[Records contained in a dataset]

□ □ □ □ □

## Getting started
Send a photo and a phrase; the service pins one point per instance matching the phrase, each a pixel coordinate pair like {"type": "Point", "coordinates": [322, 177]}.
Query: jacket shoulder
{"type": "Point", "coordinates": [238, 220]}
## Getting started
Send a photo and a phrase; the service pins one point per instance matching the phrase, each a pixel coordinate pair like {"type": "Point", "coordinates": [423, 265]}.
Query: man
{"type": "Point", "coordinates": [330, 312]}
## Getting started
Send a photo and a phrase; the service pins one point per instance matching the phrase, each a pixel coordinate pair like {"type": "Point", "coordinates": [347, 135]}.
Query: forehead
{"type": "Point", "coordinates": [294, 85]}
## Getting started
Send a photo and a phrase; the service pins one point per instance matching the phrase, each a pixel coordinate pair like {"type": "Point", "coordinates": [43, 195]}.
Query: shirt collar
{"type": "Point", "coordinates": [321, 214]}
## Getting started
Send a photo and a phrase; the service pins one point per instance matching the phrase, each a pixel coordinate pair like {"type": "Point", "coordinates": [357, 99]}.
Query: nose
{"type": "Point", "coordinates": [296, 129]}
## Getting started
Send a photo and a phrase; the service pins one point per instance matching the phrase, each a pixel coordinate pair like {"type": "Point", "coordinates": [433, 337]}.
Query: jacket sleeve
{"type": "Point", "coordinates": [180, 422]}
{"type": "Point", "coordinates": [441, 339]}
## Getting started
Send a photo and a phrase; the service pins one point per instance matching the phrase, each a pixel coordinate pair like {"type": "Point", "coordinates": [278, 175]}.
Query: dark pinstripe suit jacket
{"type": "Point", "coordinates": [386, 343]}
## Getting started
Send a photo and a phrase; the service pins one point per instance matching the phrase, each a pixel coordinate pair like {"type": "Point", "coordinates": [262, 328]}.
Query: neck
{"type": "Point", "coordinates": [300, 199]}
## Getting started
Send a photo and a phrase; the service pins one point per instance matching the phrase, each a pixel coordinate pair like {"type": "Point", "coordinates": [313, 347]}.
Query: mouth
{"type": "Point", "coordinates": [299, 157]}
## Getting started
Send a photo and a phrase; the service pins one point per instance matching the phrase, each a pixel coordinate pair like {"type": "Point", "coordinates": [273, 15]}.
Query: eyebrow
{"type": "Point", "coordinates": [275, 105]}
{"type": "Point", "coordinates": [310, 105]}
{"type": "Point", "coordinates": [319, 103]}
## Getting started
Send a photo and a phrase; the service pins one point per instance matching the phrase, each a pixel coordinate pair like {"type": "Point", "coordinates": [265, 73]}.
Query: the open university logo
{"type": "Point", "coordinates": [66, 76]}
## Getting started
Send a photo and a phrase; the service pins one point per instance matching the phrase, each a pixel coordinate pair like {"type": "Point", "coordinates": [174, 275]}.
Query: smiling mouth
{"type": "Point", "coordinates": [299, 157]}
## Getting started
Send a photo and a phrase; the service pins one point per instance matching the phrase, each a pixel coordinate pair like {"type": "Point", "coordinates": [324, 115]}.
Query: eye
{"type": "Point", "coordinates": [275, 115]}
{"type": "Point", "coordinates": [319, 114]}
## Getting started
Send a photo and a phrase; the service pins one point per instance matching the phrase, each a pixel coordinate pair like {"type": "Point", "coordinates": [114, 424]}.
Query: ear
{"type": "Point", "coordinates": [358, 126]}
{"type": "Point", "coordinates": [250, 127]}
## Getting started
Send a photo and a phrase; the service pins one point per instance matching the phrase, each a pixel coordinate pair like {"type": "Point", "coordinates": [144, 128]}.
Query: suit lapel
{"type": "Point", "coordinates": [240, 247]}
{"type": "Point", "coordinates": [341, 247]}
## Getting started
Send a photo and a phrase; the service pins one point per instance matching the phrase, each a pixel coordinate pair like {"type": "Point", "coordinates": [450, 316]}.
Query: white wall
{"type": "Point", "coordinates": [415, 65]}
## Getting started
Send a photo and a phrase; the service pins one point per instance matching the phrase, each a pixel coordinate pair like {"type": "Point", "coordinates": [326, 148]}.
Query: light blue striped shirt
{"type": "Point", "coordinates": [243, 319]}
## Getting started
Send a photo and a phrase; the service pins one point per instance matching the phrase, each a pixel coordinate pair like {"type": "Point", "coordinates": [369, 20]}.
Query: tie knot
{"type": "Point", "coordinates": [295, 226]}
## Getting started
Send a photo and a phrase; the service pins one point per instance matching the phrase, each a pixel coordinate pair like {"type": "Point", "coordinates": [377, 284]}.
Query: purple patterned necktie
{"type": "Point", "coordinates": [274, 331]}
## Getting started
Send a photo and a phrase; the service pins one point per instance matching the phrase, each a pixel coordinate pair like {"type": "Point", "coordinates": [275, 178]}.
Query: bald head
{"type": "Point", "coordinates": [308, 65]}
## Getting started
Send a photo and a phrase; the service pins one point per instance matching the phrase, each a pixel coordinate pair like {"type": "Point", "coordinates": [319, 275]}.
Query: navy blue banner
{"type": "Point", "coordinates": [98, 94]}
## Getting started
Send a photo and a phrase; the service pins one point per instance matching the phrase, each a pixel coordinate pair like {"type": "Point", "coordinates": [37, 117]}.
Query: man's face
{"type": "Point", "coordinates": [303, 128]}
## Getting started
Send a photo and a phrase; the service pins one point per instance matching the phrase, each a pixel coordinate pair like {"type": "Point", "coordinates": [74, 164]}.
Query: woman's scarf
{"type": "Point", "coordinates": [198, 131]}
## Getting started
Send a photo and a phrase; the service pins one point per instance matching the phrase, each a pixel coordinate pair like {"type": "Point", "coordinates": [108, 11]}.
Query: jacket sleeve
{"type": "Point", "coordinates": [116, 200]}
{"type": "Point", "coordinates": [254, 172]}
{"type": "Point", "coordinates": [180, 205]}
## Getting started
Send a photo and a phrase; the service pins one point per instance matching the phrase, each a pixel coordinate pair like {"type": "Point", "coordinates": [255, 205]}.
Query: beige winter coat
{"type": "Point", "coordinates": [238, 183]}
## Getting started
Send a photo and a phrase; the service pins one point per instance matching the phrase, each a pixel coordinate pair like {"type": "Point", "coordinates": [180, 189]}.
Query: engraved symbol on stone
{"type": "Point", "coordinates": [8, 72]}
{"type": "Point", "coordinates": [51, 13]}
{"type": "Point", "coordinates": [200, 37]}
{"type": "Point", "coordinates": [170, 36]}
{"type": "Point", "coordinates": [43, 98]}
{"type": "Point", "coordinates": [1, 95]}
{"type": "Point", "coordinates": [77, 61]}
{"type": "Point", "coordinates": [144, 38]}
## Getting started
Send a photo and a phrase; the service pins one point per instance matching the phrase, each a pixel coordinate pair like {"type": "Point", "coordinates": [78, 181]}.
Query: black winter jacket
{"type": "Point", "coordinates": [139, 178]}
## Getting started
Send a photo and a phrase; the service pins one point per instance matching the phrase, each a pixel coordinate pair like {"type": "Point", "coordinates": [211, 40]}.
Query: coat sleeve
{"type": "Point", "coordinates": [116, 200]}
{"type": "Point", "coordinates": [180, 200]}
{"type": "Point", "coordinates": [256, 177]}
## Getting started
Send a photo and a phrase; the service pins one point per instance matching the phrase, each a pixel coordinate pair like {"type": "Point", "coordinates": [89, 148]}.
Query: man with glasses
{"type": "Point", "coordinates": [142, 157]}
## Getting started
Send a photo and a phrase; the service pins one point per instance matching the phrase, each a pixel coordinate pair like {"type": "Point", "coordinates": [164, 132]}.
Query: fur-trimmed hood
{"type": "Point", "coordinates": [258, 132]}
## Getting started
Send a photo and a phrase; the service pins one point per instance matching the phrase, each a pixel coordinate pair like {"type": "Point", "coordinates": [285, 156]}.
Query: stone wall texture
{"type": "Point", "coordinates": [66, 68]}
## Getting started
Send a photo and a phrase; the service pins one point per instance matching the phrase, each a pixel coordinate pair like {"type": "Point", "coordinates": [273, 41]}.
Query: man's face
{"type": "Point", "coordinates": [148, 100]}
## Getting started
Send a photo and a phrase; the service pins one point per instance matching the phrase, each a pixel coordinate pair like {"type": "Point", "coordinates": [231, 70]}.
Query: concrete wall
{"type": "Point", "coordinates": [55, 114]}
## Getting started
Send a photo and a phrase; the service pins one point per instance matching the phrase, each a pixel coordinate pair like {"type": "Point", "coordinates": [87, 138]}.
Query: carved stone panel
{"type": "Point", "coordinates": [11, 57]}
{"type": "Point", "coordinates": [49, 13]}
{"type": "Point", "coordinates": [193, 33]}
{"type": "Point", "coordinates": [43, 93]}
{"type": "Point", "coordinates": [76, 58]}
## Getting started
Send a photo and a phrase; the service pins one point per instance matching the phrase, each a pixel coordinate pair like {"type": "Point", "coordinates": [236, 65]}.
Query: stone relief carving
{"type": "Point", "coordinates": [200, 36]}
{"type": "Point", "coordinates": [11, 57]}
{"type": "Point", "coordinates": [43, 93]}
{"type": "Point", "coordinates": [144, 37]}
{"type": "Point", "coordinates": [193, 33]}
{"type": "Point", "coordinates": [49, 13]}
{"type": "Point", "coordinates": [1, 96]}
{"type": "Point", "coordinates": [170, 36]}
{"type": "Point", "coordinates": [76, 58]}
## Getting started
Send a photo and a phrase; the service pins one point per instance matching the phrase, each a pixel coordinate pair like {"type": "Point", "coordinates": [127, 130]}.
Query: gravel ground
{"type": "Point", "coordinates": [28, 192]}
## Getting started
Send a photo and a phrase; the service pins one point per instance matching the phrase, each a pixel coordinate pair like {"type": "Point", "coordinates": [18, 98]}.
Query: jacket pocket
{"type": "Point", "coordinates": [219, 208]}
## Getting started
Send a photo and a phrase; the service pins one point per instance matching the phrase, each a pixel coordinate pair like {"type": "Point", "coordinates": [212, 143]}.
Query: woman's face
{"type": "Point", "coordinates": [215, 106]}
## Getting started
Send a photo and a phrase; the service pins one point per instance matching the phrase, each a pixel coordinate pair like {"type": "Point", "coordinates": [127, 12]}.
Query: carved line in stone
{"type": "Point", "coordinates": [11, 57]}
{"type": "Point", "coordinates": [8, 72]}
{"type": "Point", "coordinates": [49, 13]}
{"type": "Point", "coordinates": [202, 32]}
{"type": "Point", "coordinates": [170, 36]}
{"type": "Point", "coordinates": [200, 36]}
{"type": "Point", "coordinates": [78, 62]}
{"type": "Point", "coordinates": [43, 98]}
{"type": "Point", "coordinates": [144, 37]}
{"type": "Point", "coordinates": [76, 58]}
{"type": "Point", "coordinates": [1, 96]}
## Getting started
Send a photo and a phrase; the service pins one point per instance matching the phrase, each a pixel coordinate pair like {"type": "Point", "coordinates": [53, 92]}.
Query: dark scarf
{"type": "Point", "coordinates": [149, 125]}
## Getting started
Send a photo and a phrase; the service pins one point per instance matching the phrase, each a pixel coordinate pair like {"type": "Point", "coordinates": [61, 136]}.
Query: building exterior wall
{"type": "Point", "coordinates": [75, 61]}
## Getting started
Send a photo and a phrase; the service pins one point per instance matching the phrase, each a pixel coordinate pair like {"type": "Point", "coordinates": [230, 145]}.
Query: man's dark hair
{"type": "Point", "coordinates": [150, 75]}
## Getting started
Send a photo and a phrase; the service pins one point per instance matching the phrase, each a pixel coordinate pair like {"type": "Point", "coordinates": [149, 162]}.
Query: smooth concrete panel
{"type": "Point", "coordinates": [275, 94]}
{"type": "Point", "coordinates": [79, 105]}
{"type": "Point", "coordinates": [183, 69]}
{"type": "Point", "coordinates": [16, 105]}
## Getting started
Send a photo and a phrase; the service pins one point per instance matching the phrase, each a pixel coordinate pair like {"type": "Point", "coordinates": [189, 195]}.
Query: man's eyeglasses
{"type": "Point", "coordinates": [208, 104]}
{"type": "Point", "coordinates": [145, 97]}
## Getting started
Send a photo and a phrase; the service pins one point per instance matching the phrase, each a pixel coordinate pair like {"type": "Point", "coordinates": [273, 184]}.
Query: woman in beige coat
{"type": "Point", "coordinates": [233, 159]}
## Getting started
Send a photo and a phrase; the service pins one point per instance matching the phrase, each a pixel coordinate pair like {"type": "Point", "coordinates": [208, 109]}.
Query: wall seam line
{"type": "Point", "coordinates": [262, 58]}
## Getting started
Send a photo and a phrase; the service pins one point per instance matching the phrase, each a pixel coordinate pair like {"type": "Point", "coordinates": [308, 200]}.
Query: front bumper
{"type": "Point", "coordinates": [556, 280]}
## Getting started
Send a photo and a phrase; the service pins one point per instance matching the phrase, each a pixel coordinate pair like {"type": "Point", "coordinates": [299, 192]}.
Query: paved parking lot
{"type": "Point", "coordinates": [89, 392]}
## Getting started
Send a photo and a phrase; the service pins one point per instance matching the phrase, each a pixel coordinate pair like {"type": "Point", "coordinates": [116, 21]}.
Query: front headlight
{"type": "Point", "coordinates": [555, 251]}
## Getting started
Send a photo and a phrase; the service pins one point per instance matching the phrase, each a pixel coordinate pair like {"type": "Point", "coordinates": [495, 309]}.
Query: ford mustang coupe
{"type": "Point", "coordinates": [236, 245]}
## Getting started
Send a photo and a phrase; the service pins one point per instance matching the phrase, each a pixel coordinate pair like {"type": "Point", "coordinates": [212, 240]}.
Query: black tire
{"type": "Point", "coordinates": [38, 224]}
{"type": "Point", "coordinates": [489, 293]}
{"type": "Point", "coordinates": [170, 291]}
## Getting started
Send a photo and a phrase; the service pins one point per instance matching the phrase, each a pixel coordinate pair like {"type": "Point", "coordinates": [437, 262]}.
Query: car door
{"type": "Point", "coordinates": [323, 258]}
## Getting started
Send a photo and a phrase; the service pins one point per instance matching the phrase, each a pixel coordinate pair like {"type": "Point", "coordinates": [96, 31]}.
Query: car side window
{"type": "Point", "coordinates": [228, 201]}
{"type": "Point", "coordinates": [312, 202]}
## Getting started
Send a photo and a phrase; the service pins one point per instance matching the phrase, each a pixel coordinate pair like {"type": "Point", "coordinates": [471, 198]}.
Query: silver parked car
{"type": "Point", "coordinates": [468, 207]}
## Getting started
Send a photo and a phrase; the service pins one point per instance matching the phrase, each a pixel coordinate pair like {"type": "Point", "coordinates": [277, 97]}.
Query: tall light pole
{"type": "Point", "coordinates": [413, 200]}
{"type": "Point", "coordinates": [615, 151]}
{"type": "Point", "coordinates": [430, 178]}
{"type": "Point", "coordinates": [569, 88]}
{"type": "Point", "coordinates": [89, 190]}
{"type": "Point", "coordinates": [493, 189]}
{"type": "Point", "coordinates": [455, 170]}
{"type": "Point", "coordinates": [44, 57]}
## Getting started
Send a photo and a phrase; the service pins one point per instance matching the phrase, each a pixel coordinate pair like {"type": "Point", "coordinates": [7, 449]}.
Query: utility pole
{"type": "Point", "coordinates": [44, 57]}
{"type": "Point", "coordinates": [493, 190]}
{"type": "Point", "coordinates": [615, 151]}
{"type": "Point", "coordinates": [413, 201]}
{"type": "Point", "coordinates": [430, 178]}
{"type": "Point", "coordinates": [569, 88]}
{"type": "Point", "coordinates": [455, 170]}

□ □ □ □ □

Locate every line of the listing above that contains the word "black", and copy each such line. Case counts.

Result:
Query: black winter jacket
Query: black tire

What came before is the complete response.